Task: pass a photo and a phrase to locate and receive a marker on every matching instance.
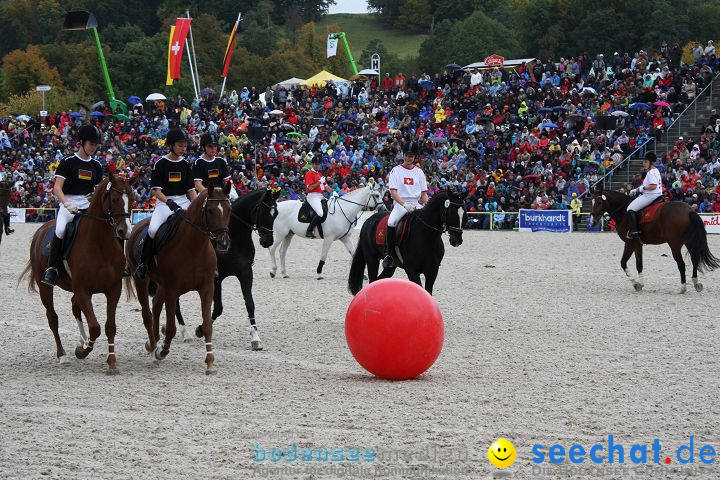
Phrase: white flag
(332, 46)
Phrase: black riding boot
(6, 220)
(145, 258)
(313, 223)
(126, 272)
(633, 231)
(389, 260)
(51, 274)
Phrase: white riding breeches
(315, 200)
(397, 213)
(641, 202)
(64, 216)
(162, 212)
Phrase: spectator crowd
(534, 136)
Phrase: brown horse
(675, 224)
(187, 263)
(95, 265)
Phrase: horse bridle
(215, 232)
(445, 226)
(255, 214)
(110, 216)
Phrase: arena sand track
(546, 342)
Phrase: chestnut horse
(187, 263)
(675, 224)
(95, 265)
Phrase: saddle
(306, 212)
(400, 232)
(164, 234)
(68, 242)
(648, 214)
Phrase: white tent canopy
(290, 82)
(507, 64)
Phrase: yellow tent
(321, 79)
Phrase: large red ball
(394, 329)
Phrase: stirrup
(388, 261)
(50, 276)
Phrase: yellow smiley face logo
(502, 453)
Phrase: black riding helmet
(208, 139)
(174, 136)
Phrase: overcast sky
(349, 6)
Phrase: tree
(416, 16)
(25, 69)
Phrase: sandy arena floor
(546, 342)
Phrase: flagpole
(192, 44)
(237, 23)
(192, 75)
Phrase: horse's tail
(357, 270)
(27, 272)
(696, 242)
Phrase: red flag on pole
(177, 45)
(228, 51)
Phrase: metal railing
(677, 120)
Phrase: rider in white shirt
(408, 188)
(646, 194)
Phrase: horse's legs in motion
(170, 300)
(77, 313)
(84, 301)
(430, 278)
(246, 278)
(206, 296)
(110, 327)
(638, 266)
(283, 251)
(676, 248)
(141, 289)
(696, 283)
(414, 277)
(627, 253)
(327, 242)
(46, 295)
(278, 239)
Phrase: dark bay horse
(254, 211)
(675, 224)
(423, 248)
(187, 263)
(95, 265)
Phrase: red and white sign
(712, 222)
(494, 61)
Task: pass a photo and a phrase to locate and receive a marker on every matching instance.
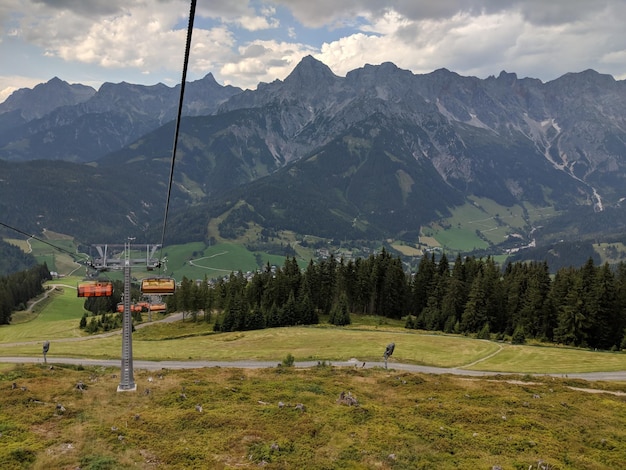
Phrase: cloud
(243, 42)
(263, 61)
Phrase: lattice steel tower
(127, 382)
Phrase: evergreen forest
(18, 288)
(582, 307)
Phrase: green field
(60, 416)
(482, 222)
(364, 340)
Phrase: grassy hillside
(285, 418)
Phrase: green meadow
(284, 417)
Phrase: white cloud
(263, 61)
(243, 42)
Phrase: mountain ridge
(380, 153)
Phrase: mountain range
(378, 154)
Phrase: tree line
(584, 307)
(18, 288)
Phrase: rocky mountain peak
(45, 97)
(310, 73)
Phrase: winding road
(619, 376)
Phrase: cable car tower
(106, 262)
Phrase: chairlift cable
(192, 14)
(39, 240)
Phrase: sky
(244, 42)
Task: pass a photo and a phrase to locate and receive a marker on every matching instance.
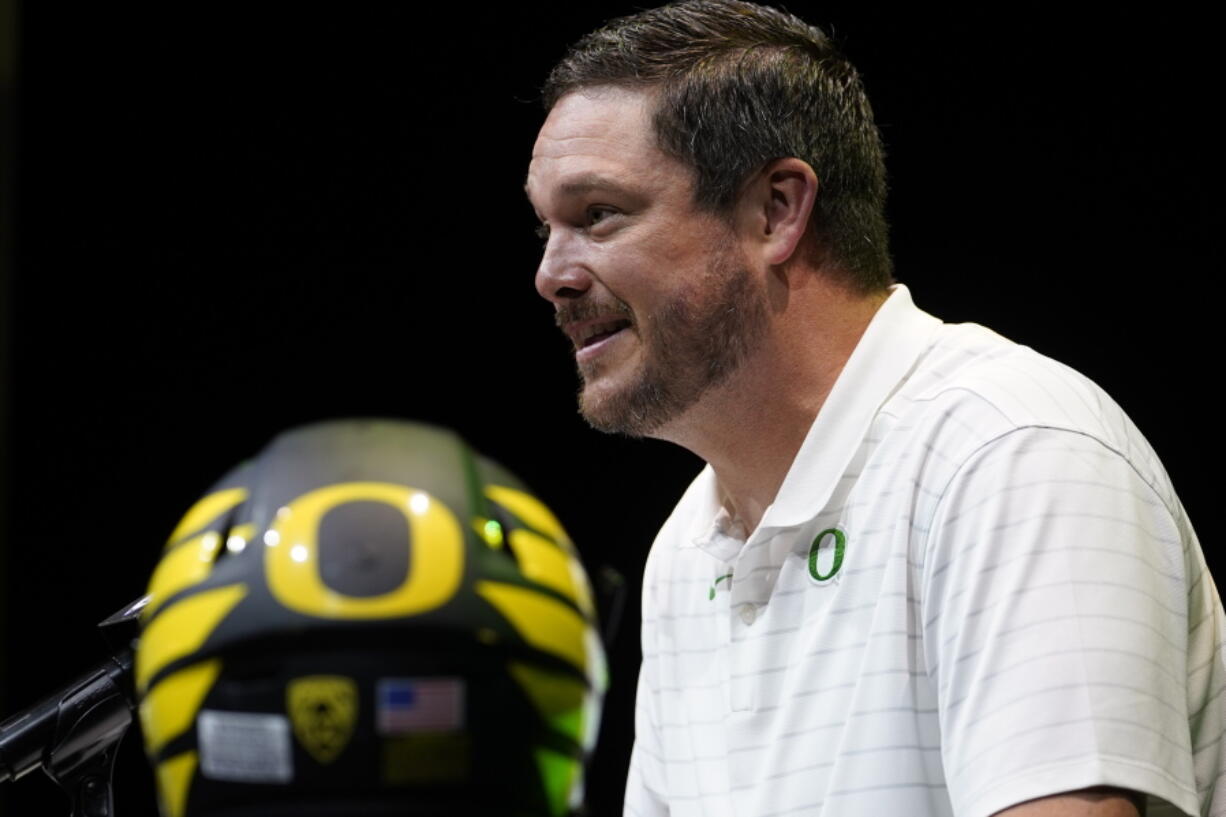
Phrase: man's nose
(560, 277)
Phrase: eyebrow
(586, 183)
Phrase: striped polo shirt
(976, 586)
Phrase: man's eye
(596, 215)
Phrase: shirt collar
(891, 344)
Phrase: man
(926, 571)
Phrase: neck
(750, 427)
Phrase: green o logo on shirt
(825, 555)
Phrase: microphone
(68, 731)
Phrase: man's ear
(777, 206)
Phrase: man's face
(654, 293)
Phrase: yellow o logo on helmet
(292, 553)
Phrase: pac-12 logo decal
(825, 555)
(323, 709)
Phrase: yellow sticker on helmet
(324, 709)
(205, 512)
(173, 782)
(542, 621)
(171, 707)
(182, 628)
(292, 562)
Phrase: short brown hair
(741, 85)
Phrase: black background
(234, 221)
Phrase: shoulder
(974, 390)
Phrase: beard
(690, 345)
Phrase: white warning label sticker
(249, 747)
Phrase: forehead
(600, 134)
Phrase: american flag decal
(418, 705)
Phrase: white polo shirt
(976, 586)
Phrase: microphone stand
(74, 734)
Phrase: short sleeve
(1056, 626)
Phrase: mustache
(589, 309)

* _Assignment_
Leave the pictures aside and give the records above back word for word.

* _Answer space_
Task: pass a photo and a phrase to locate and receive a marker on every matching instance.
Phrase: white flag
(332, 46)
Phrase: black riding boot
(6, 220)
(145, 258)
(313, 223)
(126, 272)
(633, 231)
(389, 260)
(51, 274)
Phrase: white riding breeches
(315, 200)
(397, 213)
(641, 202)
(64, 216)
(162, 212)
Phrase: spectator crowd
(534, 136)
Phrase: brown horse
(675, 224)
(187, 263)
(95, 265)
Phrase: horse bridle
(215, 232)
(445, 226)
(255, 214)
(110, 216)
Phrase: arena sand track
(546, 342)
Phrase: chestnut horse
(187, 263)
(675, 224)
(95, 265)
Phrase: saddle
(306, 212)
(400, 232)
(164, 234)
(68, 242)
(648, 214)
Phrase: white tent canopy
(290, 82)
(507, 64)
Phrase: yellow tent
(321, 79)
Phrase: large red ball
(394, 329)
Phrase: stirrup
(388, 261)
(50, 276)
Phrase: yellow smiley face logo
(502, 453)
Phrase: black riding helmet
(208, 139)
(174, 136)
Phrase: overcast sky
(349, 6)
Phrase: tree
(416, 16)
(25, 69)
Phrase: sandy arena floor
(546, 342)
Phrase: flagpole
(192, 44)
(237, 23)
(192, 75)
Phrase: horse's tail
(357, 270)
(27, 272)
(696, 242)
Phrase: red flag on pole
(177, 45)
(228, 51)
Phrase: metal railing
(677, 120)
Phrase: rider in white shirt
(408, 188)
(646, 194)
Phrase: horse's legs in motion
(170, 300)
(77, 313)
(84, 301)
(430, 278)
(246, 278)
(206, 296)
(110, 327)
(638, 266)
(283, 251)
(676, 248)
(141, 289)
(696, 283)
(414, 277)
(627, 253)
(327, 242)
(46, 295)
(278, 239)
Phrase: dark bay horse
(254, 211)
(675, 224)
(423, 248)
(187, 263)
(95, 265)
Phrase: red and white sign
(712, 222)
(494, 61)
Task: pass a photo and a phrase to locate and receive a marker on every matching instance.
Phrase: cloud
(243, 42)
(263, 61)
Phrase: lattice steel tower
(127, 382)
Phrase: evergreen forest
(18, 288)
(582, 307)
Phrase: green field
(60, 416)
(482, 222)
(364, 340)
Phrase: grassy hillside
(285, 418)
Phrase: green meadow
(284, 417)
Phrase: white cloud
(263, 61)
(243, 42)
Phrase: mountain ridge
(380, 153)
Phrase: mountain range
(378, 154)
Phrase: tree line
(584, 307)
(18, 288)
Phrase: rocky mountain peak
(45, 97)
(310, 73)
Phrase: winding road
(619, 376)
Phrase: cable car tower
(106, 262)
Phrase: chairlift cable
(192, 14)
(39, 240)
Phrase: sky
(244, 42)
Task: pass a photo and a phrase to locate and receive a marker on every matching instance.
Phrase: man's nose
(560, 277)
Phrase: eyebrow
(586, 183)
Phrase: striped polo shirt
(976, 586)
Phrase: man's eye
(596, 215)
Phrase: shirt collar
(891, 344)
Phrase: man
(926, 571)
Phrase: neck
(750, 427)
Phrase: green o logo on shirt
(825, 555)
Phrase: microphone
(68, 731)
Phrase: man's ear
(777, 206)
Phrase: man's face
(654, 293)
Phrase: yellow o logo on helmet
(292, 553)
Phrase: pac-12 logo decal
(825, 555)
(323, 709)
Phrase: yellow sticker on helmet
(324, 709)
(205, 512)
(173, 782)
(542, 621)
(171, 707)
(182, 628)
(292, 562)
Phrase: short brown hair
(741, 85)
Phrase: black background
(234, 221)
Phrase: shoulder
(974, 390)
Phrase: beard
(690, 345)
Phrase: white warning label sticker
(249, 747)
Phrase: forehead
(600, 134)
Phrase: american flag decal
(418, 705)
Phrase: white polo shirt
(976, 586)
Phrase: microphone stand
(74, 734)
Phrase: short sleeve
(1056, 626)
Phrase: mustache
(589, 309)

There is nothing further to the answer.